Valerie Olague, director of marketing for the system, previewed the new products on Thursday at an informal lunch on Microsoft’s Silicon Valley Campus here. The Redmond, Wash.-based software vendor said it is continuing to build an integrated product line that can act as a development platform.

While touting Windows Server System’s integration and deployment benefits, Olague said Microsoft has changed its product release strategy. The company has been criticized for shipping buggy products, then fixing them with a stream of patches. For the next release of this line of servers, she said no product will ship without the availability of patterns and practices, which are published recommendations for specific types of
configuration or deployment.

Also by the next release, Olague promised that all products would be consistent, with Web support, incident level reporting support and consistent Software Assurance terms. Microsoft will also publish product roadmaps, even at the risk of not sticking to them.

“When you stop product development to make sure reliability is 100 percent,” she said, “you’ll slip a date. We will slip a release date to make a product secure.”

Customers told Microsoft that knowing the planned release date let them plan their spending and upgrades, and it was valuable information even if the date later changed.

Olague acknowledged that the lack of release information made the company’s Software Assurance program less valuable. In Microsoft’s earnings statement earlier this week, CFO John Connors reported that uptake of the SA program was not as good as the company expected.

Microsoft has begun to respond to industry criticism that its products have too many security holes. Olague said the server team had stopped development of new products or services and focused on security. “We now ship with the tightest security,” she said. The current line allows managers to shut down the servers if something untoward happens.

“We still want to build in capabilities to understand and anticipate, rather than react,” she said. In future the Server System may include quarantining and auto-detection of problems, with user-defined actions in response. Despite its newfound security emphasis, she said that Microsoft will continue to rely on third-party developers to handle anti-virus software and updates.

====

*EXERCISE TASKS*
**A.** From the Windows Server System article, output everything from "Customers told Microsoft" down to "the company expected.".
**B.** According to the Windows Server System article, what did Olague promise all products would have in common by the next release? List each item.
**C.** Why does the Windows Server System article say Microsoft will publish product roadmaps even though it might not stick to them?

*GIVEN RECORDS*

====

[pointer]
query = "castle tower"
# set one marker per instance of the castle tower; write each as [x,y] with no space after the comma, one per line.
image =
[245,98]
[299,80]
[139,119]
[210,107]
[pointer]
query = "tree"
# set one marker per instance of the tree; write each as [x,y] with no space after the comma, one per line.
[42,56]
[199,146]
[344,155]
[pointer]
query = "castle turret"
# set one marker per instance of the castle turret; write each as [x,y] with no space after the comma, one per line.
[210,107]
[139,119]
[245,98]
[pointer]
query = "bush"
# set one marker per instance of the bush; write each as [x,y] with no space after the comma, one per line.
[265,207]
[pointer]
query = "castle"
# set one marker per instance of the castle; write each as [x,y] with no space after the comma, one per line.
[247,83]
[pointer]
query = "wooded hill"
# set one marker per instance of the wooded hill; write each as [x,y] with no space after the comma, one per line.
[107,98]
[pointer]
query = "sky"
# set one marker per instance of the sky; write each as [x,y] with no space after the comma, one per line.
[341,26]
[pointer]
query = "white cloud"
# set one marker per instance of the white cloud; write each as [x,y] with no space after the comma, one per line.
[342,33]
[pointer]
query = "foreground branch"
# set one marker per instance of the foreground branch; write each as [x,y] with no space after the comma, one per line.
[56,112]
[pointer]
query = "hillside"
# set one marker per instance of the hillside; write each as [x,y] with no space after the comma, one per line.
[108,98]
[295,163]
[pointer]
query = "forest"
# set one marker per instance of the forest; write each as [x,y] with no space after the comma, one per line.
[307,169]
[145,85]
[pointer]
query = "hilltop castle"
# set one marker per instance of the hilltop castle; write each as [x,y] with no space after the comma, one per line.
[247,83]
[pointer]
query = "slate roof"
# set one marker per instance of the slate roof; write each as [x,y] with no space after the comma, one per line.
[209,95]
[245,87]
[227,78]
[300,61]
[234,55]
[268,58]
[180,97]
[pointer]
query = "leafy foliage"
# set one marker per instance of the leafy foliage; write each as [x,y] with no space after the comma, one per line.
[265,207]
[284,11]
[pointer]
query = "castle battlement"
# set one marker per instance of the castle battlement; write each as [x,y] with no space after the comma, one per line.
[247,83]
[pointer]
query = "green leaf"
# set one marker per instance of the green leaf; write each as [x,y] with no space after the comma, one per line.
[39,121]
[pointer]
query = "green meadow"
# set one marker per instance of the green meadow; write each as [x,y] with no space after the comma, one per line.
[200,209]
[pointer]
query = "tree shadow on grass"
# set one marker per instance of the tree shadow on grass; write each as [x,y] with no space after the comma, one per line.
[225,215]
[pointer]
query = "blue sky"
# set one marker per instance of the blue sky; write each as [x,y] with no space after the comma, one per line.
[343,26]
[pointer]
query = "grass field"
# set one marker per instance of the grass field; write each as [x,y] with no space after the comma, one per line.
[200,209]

====

*RESULTS FOR EACH TASK*
**A.**
Customers told Microsoft that knowing the planned release date let them plan their spending and upgrades, and it was valuable information even if the date later changed.

Olague acknowledged that the lack of release information made the company’s Software Assurance program less valuable. In Microsoft’s earnings statement earlier this week, CFO John Connors reported that uptake of the SA program was not as good as the company expected.

**B.**
- Web support
- Incident level reporting support
- Consistent Software Assurance terms

**C.** Customers told Microsoft that knowing the planned release date let them plan their spending and upgrades. They said this information was valuable even if the date later changed.